1. #1
    Sr. Information Officer
    NJFFSA16's Avatar
    Join Date
    Aug 2001
    25 NW of the GW

    Angry ND schools & fire codes

    BISMARCK, N.D. (AP) - Seven schools still do not meet state fire
    code rules, state officials say.
    The Department of Public Instruction said officials of all seven
    plan to be in compliance by the end of the school year.
    More than 100 schools were cited by the state Fire Marshal in
    January for repeat deficiencies on fire safety inspections. The
    list has since been narrowed to seven: Alexander, Dunseith,
    Fessenden, Griggs County Central elementary, Kenmare, Lisbon and
    State Sen. Dwight Cook, R-Mandan, said he was surprised that
    only seven were left with violations.
    "I'm tickled pink," the Interim Education Committee chairman
    said. "I didn't expect we could get to that point. The other seven
    will get there soon."
    Alexander Superintendent Murray Kline said his school district
    will replace glass in doors that lead to school corridors within a
    month. Kline said students' safety is not at risk.
    Greg Haugland, the superintendent at Kenmare, said electricians
    will begin installing smoke detectors in the high school building
    next week. He said the smoke detectors were not installed earlier
    because school officials were looking for an electrician who could
    offer a competitive price.
    Lisbon School District has been working since December on a $1
    million renovation project, which includes a new fire alarm system,
    said Superintendent Steve Johnson.

RECORDS TO USE:
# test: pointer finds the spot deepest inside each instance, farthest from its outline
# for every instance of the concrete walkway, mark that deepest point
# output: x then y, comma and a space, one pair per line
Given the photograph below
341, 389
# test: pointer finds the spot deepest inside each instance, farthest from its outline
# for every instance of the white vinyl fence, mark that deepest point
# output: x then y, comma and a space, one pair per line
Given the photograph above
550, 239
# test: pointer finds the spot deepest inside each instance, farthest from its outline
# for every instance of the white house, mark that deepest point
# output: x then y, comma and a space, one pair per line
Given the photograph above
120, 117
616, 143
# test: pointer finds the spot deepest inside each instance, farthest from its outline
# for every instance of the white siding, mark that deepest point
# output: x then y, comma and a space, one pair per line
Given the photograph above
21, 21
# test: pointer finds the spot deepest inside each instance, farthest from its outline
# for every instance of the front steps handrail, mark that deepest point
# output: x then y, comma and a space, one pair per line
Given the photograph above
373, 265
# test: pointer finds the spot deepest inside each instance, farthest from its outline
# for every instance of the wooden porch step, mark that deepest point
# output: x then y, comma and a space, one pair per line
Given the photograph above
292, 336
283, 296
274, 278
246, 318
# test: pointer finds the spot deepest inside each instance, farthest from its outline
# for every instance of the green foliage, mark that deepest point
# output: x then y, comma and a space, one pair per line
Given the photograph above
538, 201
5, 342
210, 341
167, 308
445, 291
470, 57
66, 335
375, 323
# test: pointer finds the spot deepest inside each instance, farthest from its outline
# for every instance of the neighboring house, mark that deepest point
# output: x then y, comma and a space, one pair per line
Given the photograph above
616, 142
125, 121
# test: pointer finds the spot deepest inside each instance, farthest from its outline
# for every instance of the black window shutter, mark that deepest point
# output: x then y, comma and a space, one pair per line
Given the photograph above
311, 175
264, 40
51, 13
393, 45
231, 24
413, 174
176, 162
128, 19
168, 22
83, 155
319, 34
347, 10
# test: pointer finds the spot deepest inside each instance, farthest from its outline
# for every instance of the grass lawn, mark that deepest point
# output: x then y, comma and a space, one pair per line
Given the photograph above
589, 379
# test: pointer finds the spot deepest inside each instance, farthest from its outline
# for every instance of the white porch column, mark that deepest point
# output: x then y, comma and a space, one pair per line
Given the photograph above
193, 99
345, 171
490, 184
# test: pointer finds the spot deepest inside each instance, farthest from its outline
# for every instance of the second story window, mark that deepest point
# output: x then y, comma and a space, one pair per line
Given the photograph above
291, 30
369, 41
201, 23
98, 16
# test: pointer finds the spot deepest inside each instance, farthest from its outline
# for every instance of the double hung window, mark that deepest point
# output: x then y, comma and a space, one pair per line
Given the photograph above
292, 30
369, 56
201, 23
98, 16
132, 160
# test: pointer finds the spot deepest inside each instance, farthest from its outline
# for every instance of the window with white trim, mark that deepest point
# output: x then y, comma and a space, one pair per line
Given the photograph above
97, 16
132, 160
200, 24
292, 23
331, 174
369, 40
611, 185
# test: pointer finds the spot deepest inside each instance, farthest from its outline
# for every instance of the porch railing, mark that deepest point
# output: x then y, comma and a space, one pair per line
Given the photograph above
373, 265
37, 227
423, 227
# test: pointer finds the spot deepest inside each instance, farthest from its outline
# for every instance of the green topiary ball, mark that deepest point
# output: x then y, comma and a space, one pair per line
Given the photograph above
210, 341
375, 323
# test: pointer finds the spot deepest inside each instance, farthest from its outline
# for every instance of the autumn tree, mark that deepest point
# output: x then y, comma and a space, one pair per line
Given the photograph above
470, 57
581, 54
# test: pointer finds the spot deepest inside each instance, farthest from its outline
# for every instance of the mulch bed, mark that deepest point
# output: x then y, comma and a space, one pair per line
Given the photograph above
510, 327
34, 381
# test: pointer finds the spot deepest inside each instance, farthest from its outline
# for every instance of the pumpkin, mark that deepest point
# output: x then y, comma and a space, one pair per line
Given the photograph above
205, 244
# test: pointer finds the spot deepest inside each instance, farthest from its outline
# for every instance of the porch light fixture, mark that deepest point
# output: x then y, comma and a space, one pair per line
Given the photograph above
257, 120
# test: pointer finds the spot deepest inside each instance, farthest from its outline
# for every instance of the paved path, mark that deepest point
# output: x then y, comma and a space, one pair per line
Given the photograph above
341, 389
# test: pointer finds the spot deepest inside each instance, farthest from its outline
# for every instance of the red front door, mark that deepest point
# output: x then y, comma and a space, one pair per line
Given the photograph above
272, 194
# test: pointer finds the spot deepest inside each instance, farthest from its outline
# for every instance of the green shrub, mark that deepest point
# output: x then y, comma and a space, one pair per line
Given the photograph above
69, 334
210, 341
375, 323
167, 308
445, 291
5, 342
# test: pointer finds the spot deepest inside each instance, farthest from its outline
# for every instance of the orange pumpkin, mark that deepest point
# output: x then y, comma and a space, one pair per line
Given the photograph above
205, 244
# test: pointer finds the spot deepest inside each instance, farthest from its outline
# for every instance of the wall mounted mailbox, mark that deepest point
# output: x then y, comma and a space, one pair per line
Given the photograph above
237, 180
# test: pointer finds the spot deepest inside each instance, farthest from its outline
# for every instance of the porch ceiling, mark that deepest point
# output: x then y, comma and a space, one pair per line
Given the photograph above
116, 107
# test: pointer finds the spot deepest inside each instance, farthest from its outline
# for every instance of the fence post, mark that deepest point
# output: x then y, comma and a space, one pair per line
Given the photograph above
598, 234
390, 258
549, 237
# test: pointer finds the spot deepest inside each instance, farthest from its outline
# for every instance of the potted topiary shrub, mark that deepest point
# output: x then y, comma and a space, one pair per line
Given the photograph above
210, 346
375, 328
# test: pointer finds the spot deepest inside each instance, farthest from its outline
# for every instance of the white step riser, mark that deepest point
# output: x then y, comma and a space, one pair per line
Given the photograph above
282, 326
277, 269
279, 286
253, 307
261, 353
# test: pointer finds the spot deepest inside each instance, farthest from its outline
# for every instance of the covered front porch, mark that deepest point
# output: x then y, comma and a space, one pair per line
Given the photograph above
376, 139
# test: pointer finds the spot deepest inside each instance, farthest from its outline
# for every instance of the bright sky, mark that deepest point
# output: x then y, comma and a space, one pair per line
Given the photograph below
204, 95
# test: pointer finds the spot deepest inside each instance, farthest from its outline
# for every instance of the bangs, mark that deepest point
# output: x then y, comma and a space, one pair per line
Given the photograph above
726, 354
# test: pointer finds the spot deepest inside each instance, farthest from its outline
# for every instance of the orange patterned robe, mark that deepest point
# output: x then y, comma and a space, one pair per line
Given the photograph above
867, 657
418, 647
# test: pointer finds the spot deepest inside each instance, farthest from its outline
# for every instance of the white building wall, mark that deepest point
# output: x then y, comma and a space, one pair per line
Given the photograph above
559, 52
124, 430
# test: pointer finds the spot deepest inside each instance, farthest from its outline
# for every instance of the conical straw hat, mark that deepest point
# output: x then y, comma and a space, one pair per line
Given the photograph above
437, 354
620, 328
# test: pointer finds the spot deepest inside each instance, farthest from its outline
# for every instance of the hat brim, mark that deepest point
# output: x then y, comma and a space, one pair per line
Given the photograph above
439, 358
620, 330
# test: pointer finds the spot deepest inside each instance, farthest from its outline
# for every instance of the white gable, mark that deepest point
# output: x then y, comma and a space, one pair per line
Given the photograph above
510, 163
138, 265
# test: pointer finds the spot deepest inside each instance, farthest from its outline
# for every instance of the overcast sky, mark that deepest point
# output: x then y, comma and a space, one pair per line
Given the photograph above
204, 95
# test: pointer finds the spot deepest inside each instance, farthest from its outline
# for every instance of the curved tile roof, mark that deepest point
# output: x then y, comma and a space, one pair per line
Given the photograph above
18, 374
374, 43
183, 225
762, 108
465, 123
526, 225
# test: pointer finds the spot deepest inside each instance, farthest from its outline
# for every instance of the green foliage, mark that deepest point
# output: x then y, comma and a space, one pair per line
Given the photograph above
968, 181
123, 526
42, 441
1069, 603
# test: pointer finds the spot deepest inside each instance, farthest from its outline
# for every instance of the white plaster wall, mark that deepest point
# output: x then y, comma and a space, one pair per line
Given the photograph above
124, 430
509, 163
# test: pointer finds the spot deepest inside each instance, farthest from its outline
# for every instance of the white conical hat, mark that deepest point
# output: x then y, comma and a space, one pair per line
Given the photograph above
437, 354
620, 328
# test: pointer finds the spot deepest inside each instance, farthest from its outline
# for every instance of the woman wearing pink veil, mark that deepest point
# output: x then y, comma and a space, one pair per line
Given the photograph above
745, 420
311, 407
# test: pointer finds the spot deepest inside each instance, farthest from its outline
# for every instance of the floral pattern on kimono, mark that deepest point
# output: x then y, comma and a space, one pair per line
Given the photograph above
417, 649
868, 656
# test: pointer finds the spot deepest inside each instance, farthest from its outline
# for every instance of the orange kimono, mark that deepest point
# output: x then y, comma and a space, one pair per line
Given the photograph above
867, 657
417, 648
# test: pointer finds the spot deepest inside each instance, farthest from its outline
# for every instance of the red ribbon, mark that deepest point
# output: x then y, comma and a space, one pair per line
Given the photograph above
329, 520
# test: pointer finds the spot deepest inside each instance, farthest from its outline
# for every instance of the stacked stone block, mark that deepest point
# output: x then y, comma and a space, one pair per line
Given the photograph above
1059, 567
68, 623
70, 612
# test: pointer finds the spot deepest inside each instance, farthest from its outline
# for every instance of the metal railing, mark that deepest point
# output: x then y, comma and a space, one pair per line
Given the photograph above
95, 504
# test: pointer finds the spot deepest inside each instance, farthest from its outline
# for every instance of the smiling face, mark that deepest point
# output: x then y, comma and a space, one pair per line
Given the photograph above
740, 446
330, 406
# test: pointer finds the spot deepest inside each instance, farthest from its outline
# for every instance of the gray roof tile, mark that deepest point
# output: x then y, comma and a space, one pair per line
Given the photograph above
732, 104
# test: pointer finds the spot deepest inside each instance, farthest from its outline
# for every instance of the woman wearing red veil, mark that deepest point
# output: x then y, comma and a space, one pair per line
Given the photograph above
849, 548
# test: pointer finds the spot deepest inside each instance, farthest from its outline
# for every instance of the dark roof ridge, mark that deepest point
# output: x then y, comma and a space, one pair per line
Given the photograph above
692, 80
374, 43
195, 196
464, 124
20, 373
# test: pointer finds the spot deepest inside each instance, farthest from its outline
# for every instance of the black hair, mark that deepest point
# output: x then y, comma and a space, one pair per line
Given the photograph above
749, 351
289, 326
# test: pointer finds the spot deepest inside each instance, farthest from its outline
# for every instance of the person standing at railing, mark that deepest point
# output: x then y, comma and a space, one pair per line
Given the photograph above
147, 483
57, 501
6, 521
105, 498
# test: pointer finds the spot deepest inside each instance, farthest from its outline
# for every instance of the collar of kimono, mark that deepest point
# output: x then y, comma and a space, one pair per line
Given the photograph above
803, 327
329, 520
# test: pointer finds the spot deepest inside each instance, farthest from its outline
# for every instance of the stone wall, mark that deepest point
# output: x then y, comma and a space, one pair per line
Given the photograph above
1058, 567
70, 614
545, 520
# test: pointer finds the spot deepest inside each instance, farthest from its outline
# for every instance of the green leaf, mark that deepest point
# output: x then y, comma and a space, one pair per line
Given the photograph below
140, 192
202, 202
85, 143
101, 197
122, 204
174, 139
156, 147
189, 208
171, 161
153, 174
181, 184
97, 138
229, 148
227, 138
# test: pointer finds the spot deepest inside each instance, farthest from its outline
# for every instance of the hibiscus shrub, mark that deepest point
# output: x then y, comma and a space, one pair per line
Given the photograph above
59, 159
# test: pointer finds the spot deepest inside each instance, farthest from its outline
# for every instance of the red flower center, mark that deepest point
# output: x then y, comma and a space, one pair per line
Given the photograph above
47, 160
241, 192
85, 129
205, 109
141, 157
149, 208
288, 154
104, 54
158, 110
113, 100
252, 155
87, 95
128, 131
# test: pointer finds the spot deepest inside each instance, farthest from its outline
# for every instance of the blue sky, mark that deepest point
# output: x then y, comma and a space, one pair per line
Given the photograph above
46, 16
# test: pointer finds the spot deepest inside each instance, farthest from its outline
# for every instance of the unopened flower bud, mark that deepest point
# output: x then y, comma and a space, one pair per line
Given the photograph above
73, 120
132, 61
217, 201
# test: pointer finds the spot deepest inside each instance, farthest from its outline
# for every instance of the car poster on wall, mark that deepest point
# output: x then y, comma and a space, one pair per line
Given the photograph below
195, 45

WHAT IS ASKED:
A. Count the lines of the entries that contain the string "tile", matching case exactly, and give only the number.
B. Pick up the article on North Dakota schools and fire codes right after its final sentence and keep writing it.
The entries have no connection to the article on North Dakota schools and fire codes.

ANSWERS:
A. 2

B.
    "These are just deficiencies," he said. "We are not
    jeopardizing the safety of our children."
    Fessenden Superintendent Steve Stevenson said leaky school roofs
    were fixed this summer and other work at the school should be
    finished by next week.
    Griggs County Central school voters earlier this week approved a
    $2.8 million plan to close the two elementary schools in the
    district and move all students into one building.
    In letters sent to the schools Monday, State Superintendent of
    Public Instruction Wayne Sanstead said most schools were in
    compliance with the fire code rules but some had not completed
    their work.
    "Parents believe their children are safe in North Dakota's
    schools. It is not the Department's intention to alarm parents but
    to alert them," Sanstead said.
    Parents who send their children to schools that fail to meet
    fire code rules could be considered to be in violation of the
    state's compulsory attendance law, he said.

    (Copyright 2002 by The Associated Press. All Rights Reserved.)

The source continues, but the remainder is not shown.